*DOCUMENT TEXT:*
============================================================

AS
07Toolbox

THEKIT

What I actually build with, and the specific reason each one earned its place. A tool is only here if it changed how I work.

General 3D Printing
Turns a CAD part into something I can hold and load-test the same day. Most of what I know about tolerances and fit came from parts that failed on the bed first.
General Soldering
The join between a clean idea and a circuit that actually runs. Rework at the iron is where most of my early wiring mistakes got found and fixed.
Metal Fabrication
Cutting, drilling, and welding the PX-1 frame taught me what printing hides: real loads, real joints, and the gap between a part that looks strong and one that is.
Blender
Where the PX-1 hologram and the 3D visuals for this site were modelled and rendered. Also my sketchpad for form, before a shape becomes a real assembly.
FreeCAD
Free, parametric, and open. Good for quick parts and for keeping a design portable when I do not want it locked inside one vendor's file format.

============================================================

*PROVIDED MATERIAL:*
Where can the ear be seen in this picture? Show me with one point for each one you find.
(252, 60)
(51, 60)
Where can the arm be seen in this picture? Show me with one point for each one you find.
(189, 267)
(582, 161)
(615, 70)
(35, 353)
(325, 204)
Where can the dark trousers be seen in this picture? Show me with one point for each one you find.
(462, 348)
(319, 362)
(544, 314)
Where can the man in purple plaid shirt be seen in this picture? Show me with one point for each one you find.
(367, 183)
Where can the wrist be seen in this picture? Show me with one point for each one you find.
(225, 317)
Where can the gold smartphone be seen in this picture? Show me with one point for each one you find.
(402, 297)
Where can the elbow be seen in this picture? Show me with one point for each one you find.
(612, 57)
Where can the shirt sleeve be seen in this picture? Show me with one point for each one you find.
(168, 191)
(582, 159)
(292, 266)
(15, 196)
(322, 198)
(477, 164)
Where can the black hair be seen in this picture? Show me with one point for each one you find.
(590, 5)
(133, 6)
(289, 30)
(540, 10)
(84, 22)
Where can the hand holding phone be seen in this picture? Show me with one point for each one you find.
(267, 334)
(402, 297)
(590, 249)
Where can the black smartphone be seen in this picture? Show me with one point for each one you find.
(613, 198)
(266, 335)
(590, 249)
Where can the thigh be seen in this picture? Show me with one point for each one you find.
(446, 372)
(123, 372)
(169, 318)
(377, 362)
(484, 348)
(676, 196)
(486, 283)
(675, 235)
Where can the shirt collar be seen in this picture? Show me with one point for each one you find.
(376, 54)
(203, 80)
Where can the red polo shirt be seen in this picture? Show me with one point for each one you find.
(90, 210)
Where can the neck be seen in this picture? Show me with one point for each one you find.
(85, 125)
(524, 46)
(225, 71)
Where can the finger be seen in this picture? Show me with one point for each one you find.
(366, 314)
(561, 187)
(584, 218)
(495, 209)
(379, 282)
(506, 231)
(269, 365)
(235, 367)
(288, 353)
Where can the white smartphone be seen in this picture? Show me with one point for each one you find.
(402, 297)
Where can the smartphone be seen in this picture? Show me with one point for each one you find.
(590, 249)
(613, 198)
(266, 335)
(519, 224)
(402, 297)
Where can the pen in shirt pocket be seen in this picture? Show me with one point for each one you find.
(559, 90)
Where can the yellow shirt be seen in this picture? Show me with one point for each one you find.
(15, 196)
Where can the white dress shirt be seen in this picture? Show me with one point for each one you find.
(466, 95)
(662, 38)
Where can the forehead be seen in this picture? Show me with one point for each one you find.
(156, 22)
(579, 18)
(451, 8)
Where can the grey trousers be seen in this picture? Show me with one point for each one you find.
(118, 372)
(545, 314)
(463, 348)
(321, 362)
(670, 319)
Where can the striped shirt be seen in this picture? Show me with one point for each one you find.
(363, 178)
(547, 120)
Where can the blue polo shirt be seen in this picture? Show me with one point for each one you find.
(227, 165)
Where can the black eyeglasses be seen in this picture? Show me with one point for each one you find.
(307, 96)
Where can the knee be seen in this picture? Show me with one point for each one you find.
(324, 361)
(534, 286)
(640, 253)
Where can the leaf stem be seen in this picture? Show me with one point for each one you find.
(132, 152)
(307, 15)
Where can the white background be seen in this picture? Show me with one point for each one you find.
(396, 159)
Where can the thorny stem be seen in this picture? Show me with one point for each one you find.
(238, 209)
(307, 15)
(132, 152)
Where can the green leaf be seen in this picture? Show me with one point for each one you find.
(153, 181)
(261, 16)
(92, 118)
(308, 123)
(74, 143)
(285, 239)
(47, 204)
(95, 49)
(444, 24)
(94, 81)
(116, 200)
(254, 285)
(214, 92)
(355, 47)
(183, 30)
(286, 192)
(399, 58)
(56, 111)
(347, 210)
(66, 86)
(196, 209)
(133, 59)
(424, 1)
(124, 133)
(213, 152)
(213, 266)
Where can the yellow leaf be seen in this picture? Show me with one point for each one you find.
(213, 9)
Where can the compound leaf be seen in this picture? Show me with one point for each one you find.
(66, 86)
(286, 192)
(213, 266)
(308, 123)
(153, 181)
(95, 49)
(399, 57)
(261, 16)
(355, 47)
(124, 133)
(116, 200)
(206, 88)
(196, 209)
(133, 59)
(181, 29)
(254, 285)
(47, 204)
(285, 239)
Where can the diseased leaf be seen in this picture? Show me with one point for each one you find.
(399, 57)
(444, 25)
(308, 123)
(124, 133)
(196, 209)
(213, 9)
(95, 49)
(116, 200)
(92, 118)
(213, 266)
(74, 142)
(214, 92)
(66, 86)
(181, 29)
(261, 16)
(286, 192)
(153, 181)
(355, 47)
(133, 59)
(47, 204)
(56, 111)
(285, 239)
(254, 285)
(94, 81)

============================================================

*PROMPT 1:*
Answer these questions from the toolbox page:
(a) According to the entry for general 3D printing, how soon can a CAD part be held and load-tested?
(b) What two things does the Blender entry say were modelled and rendered there?
(c) What does the FreeCAD entry say it helps avoid when keeping a design portable?
*PROMPT 2:*
Reproduce the part of the toolbox page between "What I actually" and "one that is.", inclusive.

*ANSWER AREA 1:*
(a) The same day.
(b) The PX-1 hologram and the 3D visuals for the site.
(c) Having the design locked inside one vendor's file format.

*ANSWER AREA 2:*
What I actually build with, and the specific reason each one earned its place. A tool is only here if it changed how I work.

General 3D Printing
Turns a CAD part into something I can hold and load-test the same day. Most of what I know about tolerances and fit came from parts that failed on the bed first.
General Soldering
The join between a clean idea and a circuit that actually runs. Rework at the iron is where most of my early wiring mistakes got found and fixed.
Metal Fabrication
Cutting, drilling, and welding the PX-1 frame taught me what printing hides: real loads, real joints, and the gap between a part that looks strong and one that is.